▶ SELECTED TEXT
——————
Cache location	Typical latency
Local cache (browser, application memory)	lowest
CDN (regional point of presence)	low to moderate
Origin server / database	highest

Designing a caching strategy is largely about deciding at which level of this hierarchy to place each piece of data.

The algorithms: indexing, hashing, ranking

A fast cache doesn’t just store in memory: it must also know how to retrieve a piece of data instantly and manage its contents intelligently. That’s the job of the algorithms.

For lookups, caches rely on indexing and hashing. A hash table makes it possible to locate an entry in constant time, regardless of how many elements are stored: you compute the key’s fingerprint, and you access the corresponding slot directly.

For content management, continuous-analysis strategies keep the cache at a reasonable size by removing expired or rarely used entries. Two ranking mechanisms are the reference points:

LRU (Least Recently Used): evict, as a priority, the data whose access is the oldest. The assumption is that data not consulted for a long time is unlikely to be consulted again soon.
LFU (Least Frequently Used): evict, as a priority, the least frequently consulted data, counting the number of accesses rather than their recency.

These algorithms favor access to the most useful data while preventing the cache from growing indefinitely. They sit at the heart of invalidation and eviction strategies: a topic in its own right that we’ll explore in detail in the third and final installment of the series.

Compression: transfer and store less

The fourth factor is data compression. Compressing data before caching it (and transferring it) produces three cumulative benefits:

a faster transfer, since there are fewer bytes to move across the network;
reduced storage space, which lets you keep more data in the cache for the same amount of memory;
lower bandwidth consumption, which eases the infrastructure and reduces costs.

The cost of compression (a bit of CPU on write and on read) is almost always far outweighed by the gains on large data or data transferred over the network.

The flip side of the coin: the single source of truth

Everything above explains why a cache is fast. But performance is never free: a cache also introduces a fundamental issue that has to be considered from the design stage.

In the vast majority of cases, a cache comes in addition to a primary data source, not in its place. Yet adding a cache means adding a new persistence source, and therefore a new source of truth. You mechanically end up with the same information stored in two places, and the single source of truth (SSOT) principle is put to the test.

The risk is one of consistency. The last thing you want is for some users to fetch, from the cache, data that’s stale or out of sync with the primary source. Data that’s been modified in the database but still sits unchanged in the cache is an inconsistency served to your users.

To keep this risk under control, a cache must therefore offer two capabilities:

invalidate data, that is, remove it from the cache when it’s no longer up to date;
configure expiration durations (TTL), beyond which an entry is automatically considered stale.

These two mechanisms are what separate a useful cache from a dangerous one. Without them, you trade performance for consistency bugs that are often insidious and hard to diagnose.

Conclusion

A cache’s performance is no accident: it comes from memory rather than disk, from proximity rather than distance, from efficient access and eviction algorithms, and from compression. These four levers, combined, explain why a well-designed cache radically transforms an application’s response times.

But this speed has a counterpart: by duplicating data, the cache weakens the single source of truth and places a consistency risk on your system. Keeping it in check goes through a sound invalidation and expiration strategy, which is precisely the subject of the third and final installment of this series, where we’ll dig into the details of cache invalidation and eviction.
——————
▶ DATA EXTRACTS
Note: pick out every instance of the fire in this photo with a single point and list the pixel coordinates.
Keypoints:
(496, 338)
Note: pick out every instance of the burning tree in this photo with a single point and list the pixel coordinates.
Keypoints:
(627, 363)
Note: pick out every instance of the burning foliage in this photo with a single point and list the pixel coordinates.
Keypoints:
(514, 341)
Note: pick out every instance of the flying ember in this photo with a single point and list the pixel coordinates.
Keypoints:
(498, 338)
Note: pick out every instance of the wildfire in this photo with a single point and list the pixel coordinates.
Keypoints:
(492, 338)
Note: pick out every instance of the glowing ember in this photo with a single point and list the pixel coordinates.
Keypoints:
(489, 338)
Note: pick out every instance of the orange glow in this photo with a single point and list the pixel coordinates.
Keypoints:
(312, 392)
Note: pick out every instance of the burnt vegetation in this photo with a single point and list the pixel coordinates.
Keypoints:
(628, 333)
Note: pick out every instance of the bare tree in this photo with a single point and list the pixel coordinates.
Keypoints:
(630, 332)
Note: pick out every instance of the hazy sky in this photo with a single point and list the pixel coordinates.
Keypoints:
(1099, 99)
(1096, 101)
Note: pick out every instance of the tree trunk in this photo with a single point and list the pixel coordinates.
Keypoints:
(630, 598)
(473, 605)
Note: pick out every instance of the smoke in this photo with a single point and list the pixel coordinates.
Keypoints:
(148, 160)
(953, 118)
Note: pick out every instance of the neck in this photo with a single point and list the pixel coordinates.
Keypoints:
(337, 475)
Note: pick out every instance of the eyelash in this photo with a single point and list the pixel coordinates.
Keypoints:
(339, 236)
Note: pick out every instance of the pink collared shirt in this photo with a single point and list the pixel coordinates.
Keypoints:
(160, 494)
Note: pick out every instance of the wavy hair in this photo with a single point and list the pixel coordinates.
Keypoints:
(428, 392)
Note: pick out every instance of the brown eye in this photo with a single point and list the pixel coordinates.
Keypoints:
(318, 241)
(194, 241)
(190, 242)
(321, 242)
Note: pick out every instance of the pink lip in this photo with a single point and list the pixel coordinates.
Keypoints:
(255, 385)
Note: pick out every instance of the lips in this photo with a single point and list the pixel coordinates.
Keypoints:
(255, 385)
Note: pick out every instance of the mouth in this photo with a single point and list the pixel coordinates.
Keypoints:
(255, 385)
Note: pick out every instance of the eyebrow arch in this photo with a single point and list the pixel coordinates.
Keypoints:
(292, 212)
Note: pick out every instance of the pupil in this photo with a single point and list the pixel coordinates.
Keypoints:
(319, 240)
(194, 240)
——————
▶ REQUIRED ACTIONS
1 > Return the part of the caching text that begins at the words "LRU (Least Recently" and stops after "consulted again soon.".
2 > In the caching text, which data does the LFU mechanism evict first?

▶ ANSWERS TO THIS EXERCISE
1 >
LRU (Least Recently Used): evict, as a priority, the data whose access is the oldest. The assumption is that data not consulted for a long time is unlikely to be consulted again soon.

2 > The least frequently consulted data, judged by the number of accesses rather than their recency.